* **Aim**
Please show every line of the data below that contains the word "green", matching its case exactly.

── Given records ──

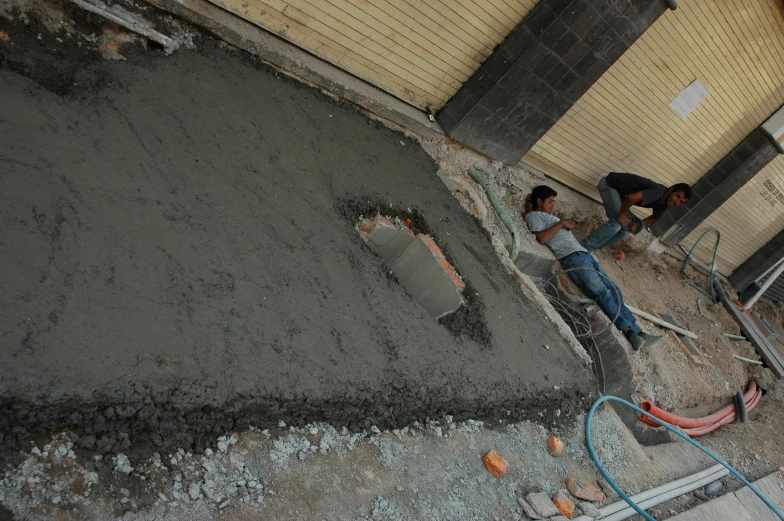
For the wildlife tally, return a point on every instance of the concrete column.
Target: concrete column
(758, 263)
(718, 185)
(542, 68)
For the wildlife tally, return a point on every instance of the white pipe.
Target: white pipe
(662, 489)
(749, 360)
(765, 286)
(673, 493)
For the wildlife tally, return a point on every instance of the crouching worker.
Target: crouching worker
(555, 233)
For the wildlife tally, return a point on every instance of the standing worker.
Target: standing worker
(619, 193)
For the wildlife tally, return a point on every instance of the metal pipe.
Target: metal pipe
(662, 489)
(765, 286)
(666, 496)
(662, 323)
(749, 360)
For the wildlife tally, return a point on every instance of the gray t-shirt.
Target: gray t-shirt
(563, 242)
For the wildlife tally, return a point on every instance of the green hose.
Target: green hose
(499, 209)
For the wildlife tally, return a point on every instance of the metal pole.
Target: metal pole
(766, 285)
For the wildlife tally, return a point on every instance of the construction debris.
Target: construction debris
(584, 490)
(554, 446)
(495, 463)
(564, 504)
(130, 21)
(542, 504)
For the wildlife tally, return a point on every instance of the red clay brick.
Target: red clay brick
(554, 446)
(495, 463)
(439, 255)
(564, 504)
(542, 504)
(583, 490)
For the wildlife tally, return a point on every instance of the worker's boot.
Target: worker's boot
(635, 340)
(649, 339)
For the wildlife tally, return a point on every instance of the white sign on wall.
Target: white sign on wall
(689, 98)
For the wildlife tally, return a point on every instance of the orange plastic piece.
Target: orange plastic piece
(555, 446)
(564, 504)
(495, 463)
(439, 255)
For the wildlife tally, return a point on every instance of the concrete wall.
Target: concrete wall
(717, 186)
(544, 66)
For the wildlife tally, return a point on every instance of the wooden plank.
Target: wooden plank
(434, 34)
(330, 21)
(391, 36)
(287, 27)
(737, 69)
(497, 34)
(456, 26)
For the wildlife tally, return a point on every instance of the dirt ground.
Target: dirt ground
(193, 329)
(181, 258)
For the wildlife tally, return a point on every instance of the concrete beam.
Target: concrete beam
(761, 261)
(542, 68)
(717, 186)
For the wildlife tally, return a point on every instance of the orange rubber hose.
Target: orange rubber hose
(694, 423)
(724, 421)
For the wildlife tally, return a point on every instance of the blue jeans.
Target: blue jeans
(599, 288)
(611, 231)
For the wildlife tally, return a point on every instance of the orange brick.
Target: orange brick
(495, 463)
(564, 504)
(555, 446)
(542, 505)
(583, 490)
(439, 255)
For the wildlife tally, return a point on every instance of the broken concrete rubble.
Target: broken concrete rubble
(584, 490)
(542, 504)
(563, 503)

───
── Given records ──

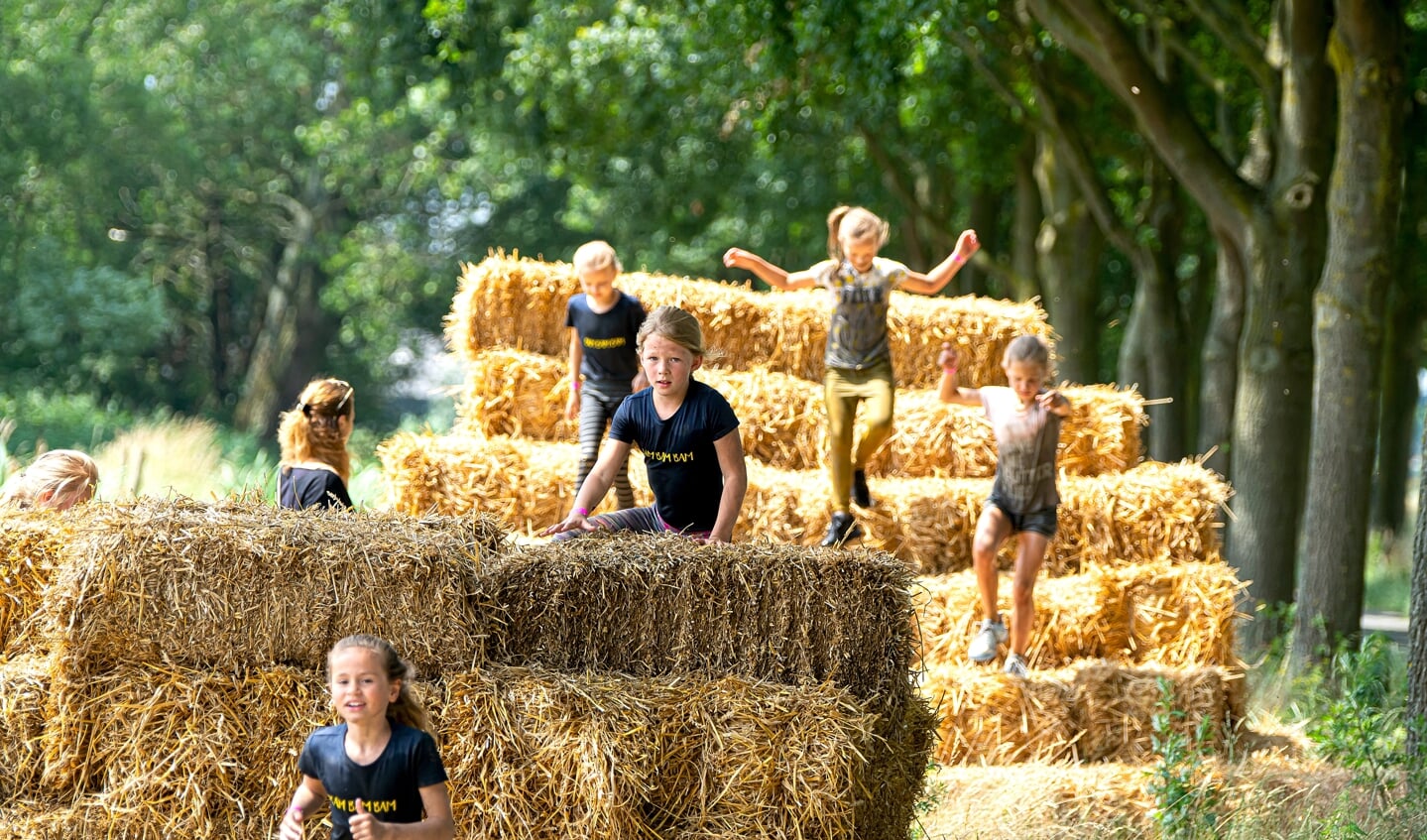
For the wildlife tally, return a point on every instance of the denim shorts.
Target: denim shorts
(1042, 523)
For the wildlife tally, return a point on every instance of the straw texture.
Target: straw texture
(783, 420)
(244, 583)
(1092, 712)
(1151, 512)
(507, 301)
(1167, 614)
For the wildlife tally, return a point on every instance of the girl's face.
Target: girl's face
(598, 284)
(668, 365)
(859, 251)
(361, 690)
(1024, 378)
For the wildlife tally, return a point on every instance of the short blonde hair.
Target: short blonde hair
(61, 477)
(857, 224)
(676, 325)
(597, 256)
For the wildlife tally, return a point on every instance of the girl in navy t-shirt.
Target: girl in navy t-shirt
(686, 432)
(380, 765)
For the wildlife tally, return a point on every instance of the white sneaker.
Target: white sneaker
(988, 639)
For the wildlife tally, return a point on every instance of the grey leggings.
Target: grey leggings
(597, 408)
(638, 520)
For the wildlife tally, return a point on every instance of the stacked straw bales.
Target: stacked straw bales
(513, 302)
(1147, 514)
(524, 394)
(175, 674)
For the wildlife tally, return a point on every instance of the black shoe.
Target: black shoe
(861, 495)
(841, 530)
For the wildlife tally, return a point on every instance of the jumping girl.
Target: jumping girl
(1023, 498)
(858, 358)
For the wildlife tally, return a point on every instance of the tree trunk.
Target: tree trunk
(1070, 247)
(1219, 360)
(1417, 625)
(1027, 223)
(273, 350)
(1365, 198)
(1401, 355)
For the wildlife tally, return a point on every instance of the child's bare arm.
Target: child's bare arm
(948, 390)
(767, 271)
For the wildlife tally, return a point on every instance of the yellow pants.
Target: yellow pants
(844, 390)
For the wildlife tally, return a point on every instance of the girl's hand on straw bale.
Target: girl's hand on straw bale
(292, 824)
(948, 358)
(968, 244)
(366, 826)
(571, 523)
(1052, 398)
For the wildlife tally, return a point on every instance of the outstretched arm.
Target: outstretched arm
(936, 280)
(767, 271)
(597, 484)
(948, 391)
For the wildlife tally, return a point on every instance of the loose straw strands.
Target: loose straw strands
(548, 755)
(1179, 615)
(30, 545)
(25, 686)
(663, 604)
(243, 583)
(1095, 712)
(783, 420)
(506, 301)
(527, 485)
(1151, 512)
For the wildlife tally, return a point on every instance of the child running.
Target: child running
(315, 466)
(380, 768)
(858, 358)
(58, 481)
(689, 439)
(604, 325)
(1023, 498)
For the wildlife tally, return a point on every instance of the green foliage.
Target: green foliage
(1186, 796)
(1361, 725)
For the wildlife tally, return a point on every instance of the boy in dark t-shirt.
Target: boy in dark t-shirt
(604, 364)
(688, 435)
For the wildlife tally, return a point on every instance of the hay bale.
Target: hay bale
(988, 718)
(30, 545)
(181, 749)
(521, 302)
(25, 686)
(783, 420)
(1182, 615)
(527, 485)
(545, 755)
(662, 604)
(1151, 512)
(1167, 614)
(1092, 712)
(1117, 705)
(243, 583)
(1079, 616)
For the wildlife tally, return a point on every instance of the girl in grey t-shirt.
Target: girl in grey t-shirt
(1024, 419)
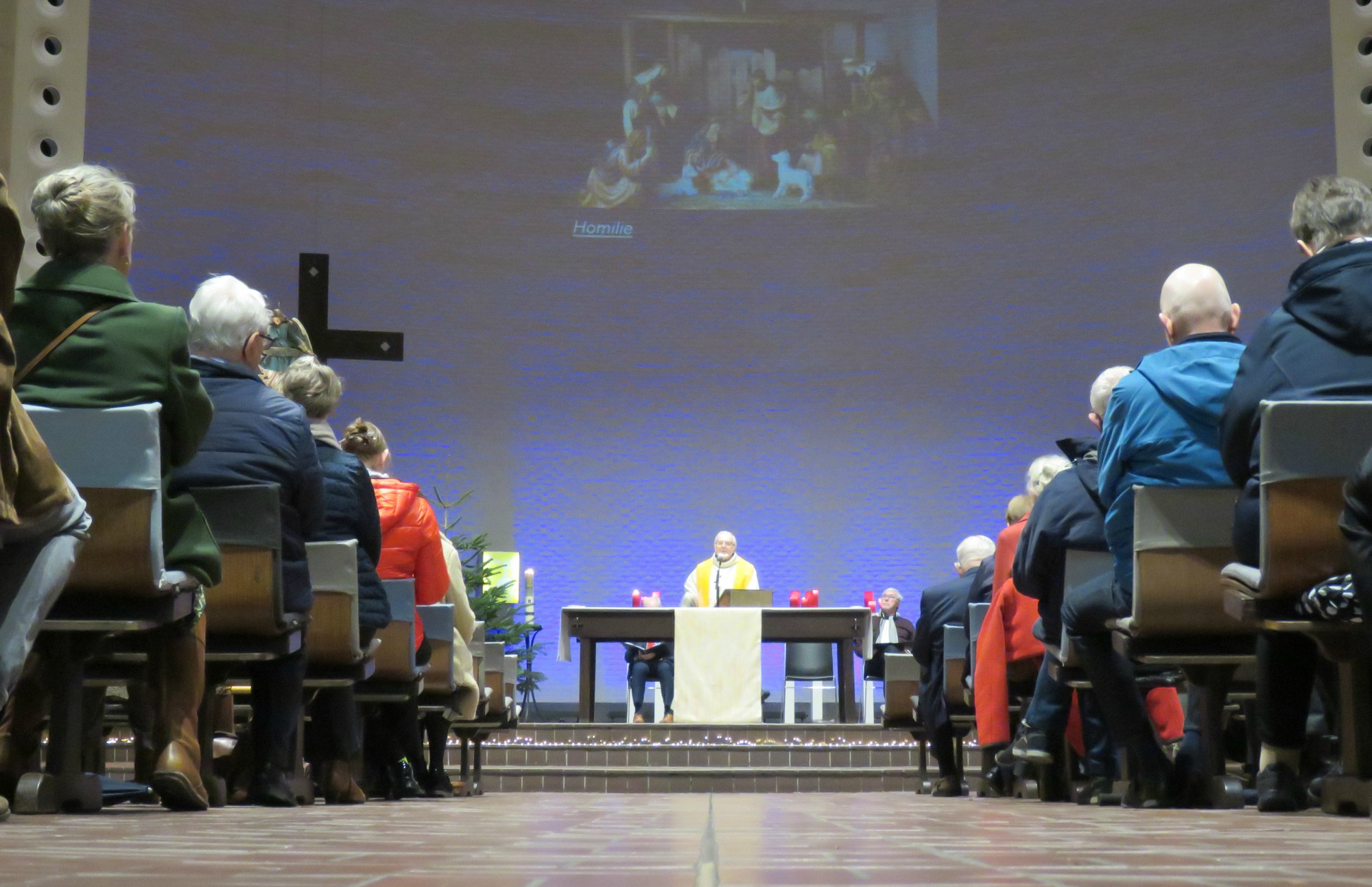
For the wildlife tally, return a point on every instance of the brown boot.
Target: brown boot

───
── Given records ──

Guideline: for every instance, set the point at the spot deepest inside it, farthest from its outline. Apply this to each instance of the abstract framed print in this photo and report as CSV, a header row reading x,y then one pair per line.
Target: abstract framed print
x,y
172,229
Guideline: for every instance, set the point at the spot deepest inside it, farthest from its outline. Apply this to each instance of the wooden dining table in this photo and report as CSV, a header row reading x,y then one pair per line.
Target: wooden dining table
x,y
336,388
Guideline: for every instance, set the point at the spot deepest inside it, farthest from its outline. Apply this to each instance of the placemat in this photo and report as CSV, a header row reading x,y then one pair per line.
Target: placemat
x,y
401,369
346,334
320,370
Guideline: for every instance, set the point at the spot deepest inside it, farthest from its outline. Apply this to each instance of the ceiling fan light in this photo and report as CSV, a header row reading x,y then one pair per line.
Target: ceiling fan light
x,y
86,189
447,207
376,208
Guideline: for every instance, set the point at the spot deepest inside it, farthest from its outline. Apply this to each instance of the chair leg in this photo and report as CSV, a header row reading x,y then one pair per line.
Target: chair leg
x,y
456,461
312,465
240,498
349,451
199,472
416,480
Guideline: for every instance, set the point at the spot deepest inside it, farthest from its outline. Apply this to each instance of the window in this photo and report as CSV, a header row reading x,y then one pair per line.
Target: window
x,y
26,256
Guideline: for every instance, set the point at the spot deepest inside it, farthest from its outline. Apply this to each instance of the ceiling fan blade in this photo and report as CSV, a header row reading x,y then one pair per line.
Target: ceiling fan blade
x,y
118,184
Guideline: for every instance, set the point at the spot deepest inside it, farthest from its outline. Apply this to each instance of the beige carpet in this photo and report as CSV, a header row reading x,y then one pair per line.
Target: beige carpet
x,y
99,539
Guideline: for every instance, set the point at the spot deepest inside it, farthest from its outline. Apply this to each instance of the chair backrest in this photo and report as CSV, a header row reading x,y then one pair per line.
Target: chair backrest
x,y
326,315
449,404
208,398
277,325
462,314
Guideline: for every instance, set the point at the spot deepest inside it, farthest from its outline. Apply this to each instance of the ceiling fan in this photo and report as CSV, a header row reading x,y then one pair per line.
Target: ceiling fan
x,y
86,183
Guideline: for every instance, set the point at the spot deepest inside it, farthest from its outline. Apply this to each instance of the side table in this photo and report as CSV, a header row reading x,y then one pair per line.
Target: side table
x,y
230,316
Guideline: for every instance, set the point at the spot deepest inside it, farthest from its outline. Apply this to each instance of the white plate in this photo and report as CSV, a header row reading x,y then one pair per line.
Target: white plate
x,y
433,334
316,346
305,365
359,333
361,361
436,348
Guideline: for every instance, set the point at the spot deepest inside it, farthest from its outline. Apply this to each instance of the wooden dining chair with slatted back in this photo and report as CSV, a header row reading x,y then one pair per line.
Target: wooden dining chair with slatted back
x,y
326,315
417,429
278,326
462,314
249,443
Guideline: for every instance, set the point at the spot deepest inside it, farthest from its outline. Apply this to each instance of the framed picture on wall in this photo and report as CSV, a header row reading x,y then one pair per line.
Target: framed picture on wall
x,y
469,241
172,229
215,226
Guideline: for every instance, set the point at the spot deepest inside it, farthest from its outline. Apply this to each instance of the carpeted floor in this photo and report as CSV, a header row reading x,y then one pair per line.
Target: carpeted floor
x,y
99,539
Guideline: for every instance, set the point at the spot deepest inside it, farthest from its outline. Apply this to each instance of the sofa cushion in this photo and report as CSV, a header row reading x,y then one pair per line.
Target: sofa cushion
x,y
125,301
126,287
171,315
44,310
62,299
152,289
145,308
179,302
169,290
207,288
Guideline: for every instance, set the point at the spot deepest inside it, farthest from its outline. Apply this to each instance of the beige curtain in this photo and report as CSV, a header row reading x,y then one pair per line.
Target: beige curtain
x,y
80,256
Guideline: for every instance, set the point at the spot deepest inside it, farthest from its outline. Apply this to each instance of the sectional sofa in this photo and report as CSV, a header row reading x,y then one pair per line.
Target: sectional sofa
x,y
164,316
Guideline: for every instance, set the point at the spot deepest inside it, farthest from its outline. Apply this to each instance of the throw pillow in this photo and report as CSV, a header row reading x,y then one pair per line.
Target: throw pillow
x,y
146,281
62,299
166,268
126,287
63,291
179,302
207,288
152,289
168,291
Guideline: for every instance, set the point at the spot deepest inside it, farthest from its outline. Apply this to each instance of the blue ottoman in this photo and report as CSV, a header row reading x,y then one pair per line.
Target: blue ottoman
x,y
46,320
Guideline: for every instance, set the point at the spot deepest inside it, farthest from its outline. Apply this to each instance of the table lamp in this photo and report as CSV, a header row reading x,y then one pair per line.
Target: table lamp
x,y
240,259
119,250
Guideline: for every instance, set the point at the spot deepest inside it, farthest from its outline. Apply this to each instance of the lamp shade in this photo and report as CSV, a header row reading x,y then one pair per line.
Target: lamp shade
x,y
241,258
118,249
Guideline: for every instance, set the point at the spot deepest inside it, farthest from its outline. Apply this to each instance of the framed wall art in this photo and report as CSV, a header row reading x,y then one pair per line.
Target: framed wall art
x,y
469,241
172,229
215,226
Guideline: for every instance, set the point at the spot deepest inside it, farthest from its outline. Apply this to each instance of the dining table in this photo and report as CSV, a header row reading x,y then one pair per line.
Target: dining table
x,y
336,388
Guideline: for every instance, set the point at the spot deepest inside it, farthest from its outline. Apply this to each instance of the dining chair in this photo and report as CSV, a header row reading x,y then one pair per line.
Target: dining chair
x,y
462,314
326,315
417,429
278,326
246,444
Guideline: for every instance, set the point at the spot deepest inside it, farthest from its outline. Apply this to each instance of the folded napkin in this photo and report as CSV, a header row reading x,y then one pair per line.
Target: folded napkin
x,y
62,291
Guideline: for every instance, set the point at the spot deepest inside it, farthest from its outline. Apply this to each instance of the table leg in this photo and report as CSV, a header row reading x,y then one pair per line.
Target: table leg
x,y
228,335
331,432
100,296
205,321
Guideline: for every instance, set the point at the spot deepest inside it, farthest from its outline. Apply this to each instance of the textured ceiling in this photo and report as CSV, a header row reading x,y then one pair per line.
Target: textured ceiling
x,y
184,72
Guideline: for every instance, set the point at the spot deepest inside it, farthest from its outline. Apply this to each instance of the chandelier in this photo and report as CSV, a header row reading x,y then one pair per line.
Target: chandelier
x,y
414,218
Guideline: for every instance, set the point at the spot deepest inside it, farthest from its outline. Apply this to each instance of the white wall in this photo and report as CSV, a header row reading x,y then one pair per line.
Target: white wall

───

* **Answer below**
For the wildlife tally, return a point on every instance of the green hose.
Target: green hose
For the wildlife tally, return a point on every instance of the green foliage.
Target: green foliage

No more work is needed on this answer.